(Items from a data source)
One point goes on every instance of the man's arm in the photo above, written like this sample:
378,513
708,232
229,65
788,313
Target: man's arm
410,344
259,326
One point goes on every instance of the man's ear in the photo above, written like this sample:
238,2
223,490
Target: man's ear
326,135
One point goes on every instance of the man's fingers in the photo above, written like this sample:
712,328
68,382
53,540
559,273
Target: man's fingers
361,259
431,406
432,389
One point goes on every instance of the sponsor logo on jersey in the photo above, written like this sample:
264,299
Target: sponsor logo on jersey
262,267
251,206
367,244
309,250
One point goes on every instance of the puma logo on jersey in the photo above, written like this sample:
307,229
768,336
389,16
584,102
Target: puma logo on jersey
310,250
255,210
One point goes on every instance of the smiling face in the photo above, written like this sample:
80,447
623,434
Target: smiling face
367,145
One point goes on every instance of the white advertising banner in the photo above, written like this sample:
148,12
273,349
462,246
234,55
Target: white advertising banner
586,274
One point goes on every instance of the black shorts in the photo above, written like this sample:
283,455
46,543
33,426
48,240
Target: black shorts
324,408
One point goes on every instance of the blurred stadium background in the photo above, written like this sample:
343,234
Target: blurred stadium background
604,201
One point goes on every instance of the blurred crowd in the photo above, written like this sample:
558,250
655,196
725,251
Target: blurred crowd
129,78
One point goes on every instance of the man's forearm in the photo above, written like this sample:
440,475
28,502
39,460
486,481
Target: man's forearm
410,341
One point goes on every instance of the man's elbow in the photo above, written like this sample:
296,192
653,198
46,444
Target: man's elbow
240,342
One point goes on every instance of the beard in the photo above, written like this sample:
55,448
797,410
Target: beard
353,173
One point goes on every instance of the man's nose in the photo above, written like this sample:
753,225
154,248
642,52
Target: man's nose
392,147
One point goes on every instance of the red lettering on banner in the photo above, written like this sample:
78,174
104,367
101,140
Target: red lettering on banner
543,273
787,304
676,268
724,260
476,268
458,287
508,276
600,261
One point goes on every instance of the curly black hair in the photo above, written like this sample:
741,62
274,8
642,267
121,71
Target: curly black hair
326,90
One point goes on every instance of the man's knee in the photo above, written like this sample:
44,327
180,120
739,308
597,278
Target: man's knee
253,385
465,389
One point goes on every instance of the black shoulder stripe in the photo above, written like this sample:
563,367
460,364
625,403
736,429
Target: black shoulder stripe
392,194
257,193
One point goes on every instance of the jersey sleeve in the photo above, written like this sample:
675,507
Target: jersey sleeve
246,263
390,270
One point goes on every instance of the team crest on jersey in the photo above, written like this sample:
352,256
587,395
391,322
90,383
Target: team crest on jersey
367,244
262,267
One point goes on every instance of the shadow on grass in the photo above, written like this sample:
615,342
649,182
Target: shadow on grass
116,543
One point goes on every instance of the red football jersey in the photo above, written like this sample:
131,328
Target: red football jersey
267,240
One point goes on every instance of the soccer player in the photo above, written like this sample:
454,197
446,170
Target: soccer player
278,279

REQUIRED WORK: Return the entries above word for word.

ANSWER SECTION:
One point goes on every instance of the man's arm in the photo above, written like this sample:
378,513
708,232
229,65
788,313
Target: man's arm
410,344
259,326
One point goes on every instance of the man's ear in the photo above, written like this sample:
238,2
223,490
Target: man's ear
326,135
One point goes on every instance of the man's fingers in the photo above, written like this sample:
712,328
68,382
53,540
559,273
Target: man's fingers
361,259
431,406
432,389
One point goes on every instance of the sponsor logo on jersey in the photo above, written like this sample:
264,299
Target: sponsor logo on jersey
262,267
251,206
367,244
309,250
One point goes on every instance of the puma logo on jersey in the photo above, written like this sample:
307,229
768,336
389,16
584,102
Target: puma logo on jersey
310,250
255,210
One point goes on every instance of the smiling face in the photo above, written like this sample:
80,447
623,434
Target: smiling face
367,145
One point goes on every instance of the white advertising banner in the photo above, written like this sample:
148,12
273,349
462,246
234,55
Target: white advertising banner
586,274
One point goes on every instance of the black shorts in the photo above, written like this sample:
283,455
46,543
33,426
48,240
Target: black shorts
324,408
One point goes on every instance of the blurred stadium background in the photo above, written like this sample:
343,234
Target: blurred stadium background
604,201
One point goes on every instance of the blurred crowd in the photo above, written like this sample:
558,250
655,196
725,251
Target: blurred crowd
129,78
One point goes on every instance of the man's forearm in the photo above, written like this sample:
440,475
28,502
39,460
486,481
Target: man's forearm
410,341
One point goes on every instance of the man's elbow in the photo above, written like this sample:
296,192
653,198
46,444
Target: man's elbow
240,342
One point goes on every instance of the beard in the photo above, written like this sample:
55,448
797,410
Target: beard
353,173
One point goes on every instance of the man's nose in the photo above, written like this sample:
753,225
154,248
642,52
Target: man's nose
392,147
One point goes on every instance of the red lettering on banner in the photo above, written like this sample:
78,174
104,367
101,140
Target: red lettering on banner
543,273
787,304
676,268
724,260
476,268
458,287
508,276
600,261
One point goes on every instance of the curly black hair in the photo above, written like this sample:
741,62
274,8
642,267
121,71
Target: curly black hair
326,90
One point goes on every instance of the man's knee in the photo above, written like this sample:
44,327
180,120
739,308
597,278
Target: man's knee
253,385
465,389
One point goes on every instance of the black shoulder stripe in the photo above, written like this sample:
563,367
460,364
625,403
736,429
Target: black shoulder stripe
392,194
257,193
One point goes on every instance of the jersey sleeve in the photo above, written like this sample:
675,507
Target: jersey sleeve
246,263
390,270
One point goes on every instance of the team crest on jersey in the photo above, written like this sample:
352,256
587,395
391,322
90,383
Target: team crest on jersey
367,244
262,267
One point goes on every instance of the shadow on grass in the photo above, written like this sample:
615,342
649,182
Target: shadow on grass
116,543
One point goes on every instance of the red football jersey in the photo above, written like this sample:
131,328
Target: red football jersey
267,240
One point goes on every instance of the soccer player in the photo above, written like this sample:
454,197
446,170
Target: soccer player
278,279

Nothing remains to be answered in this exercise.